SOURCE PASSAGE: Begin
I am what some people might call “racially ambiguous” and I have passed for white on occasion. While some (mainly black and mixed race people) have correctly identified me as mixed (black and white), I have been mistaken for Mediterranean, Kurdish, Turkish, North African, Anglo-Indian, South/Central American or just a white person with a perm and an all year “tan” (cheers Rachel Dolezal). My father’s mixed ancestry and my mother’s pale skin has resulted in a relatively pale complexion for a mixed race person; my eyes are a green-blue and I have freckle-sprinkled cheeks from my Irish side.
Essentially I’m the kind of mixed that when I talk about black issues or politics white people feel the need to point out on a regular basis that I’m not really mixed race – “you’re paler than me!”, “you’re not even black though?”, “you can’t talk about white privilege when you’re basically white anyway, Lily.” I own all of the light-skinned and white passing privilege afforded me over darker-skinned people of colour completely, but it has left me pretty confused as to where I really fit in. Because of this intense feeling of not belonging and a lack of any black family to help discern my mixed and black identity, my hair, which is naturally big, tightly curled and bouncy, became to me the one real thing I had that signified my blackness to myself and the world.
How does this relate to my trichotillomania? I’ve noticed that the rate that people recognise me as a mixed-race black woman increases and decreases according to how little or much I’ve been pulling my hair out. I’ve noticed that I feel more black when my hair is fuller and looks more like the hair of the other black and mixed women I know. That when my hair is healthier it becomes a weapon for transcending euro-centric beauty ideals and a fuck you to those white children in my primary school who laughed and called my hair frizzy as if that was a bad thing.
SOURCE PASSAGE: End
STORED DATA: Begin
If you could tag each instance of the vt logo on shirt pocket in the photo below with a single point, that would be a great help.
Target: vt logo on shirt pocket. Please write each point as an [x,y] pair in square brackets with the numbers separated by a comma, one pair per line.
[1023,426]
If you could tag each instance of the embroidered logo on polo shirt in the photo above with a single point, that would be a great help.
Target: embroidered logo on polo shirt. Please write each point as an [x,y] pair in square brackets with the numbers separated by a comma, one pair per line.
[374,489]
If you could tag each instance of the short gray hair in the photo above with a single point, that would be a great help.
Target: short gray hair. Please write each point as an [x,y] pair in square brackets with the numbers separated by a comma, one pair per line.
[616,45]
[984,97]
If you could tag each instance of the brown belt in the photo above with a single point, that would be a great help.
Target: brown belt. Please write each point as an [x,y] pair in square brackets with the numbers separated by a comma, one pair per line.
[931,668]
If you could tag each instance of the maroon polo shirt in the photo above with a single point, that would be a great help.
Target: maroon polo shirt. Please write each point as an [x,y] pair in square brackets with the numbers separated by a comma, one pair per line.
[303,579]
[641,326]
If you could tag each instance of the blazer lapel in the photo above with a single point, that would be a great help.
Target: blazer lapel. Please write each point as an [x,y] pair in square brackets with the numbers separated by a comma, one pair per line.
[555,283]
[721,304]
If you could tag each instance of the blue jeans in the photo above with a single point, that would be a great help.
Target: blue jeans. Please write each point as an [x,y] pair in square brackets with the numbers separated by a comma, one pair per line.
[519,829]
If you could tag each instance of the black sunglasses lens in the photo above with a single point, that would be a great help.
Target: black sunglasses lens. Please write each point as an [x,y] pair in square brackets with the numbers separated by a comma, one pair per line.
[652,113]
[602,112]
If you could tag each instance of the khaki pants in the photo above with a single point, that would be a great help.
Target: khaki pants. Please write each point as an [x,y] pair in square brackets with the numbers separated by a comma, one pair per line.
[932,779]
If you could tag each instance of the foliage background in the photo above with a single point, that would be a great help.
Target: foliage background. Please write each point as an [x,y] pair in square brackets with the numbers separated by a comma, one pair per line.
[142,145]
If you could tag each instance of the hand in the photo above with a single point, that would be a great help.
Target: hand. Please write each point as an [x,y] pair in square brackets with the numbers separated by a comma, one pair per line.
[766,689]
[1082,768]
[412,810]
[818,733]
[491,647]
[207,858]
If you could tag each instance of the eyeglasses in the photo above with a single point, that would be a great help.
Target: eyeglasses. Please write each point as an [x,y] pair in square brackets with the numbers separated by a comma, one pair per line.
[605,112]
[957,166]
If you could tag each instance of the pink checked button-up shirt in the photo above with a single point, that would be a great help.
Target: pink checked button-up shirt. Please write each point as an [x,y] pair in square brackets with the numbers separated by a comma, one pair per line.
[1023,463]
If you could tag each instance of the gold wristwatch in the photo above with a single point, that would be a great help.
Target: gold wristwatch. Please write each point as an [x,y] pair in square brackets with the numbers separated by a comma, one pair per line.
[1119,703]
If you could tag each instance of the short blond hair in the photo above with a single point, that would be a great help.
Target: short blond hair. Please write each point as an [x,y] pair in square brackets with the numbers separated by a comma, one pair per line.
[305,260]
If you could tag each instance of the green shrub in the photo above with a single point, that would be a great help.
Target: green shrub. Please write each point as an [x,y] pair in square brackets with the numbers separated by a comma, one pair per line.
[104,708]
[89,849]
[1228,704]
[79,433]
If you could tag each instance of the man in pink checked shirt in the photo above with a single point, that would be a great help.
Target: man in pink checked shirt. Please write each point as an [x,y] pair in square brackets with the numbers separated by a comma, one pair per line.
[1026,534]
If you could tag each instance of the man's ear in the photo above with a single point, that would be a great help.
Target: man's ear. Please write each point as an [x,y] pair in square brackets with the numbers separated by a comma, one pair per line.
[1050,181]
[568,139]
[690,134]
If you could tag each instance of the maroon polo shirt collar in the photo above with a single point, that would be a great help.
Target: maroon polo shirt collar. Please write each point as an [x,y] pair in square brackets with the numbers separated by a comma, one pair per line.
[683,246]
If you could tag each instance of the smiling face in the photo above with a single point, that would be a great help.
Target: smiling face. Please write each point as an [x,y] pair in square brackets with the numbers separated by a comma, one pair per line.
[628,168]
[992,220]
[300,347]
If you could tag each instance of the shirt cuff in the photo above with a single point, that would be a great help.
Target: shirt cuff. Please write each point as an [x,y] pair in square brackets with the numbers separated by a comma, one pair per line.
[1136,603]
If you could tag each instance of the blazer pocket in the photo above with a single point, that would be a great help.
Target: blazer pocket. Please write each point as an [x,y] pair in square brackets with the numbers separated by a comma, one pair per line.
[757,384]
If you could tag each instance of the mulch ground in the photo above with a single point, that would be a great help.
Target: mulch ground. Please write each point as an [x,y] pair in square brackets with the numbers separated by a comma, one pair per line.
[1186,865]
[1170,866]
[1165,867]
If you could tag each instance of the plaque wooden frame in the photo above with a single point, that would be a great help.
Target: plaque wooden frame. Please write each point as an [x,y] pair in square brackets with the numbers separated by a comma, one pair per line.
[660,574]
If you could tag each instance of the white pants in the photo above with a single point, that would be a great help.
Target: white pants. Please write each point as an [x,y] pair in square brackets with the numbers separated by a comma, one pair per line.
STORED DATA: End
WORK REQUIRED
Copy out the full passage on hair and mixed-race identity that appears above the data, word for word.

FINISHED EXERCISE
I am what some people might call “racially ambiguous” and I have passed for white on occasion. While some (mainly black and mixed race people) have correctly identified me as mixed (black and white), I have been mistaken for Mediterranean, Kurdish, Turkish, North African, Anglo-Indian, South/Central American or just a white person with a perm and an all year “tan” (cheers Rachel Dolezal). My father’s mixed ancestry and my mother’s pale skin has resulted in a relatively pale complexion for a mixed race person; my eyes are a green-blue and I have freckle-sprinkled cheeks from my Irish side.
Essentially I’m the kind of mixed that when I talk about black issues or politics white people feel the need to point out on a regular basis that I’m not really mixed race – “you’re paler than me!”, “you’re not even black though?”, “you can’t talk about white privilege when you’re basically white anyway, Lily.” I own all of the light-skinned and white passing privilege afforded me over darker-skinned people of colour completely, but it has left me pretty confused as to where I really fit in. Because of this intense feeling of not belonging and a lack of any black family to help discern my mixed and black identity, my hair, which is naturally big, tightly curled and bouncy, became to me the one real thing I had that signified my blackness to myself and the world.
How does this relate to my trichotillomania? I’ve noticed that the rate that people recognise me as a mixed-race black woman increases and decreases according to how little or much I’ve been pulling my hair out. I’ve noticed that I feel more black when my hair is fuller and looks more like the hair of the other black and mixed women I know. That when my hair is healthier it becomes a weapon for transcending euro-centric beauty ideals and a fuck you to those white children in my primary school who laughed and called my hair frizzy as if that was a bad thing.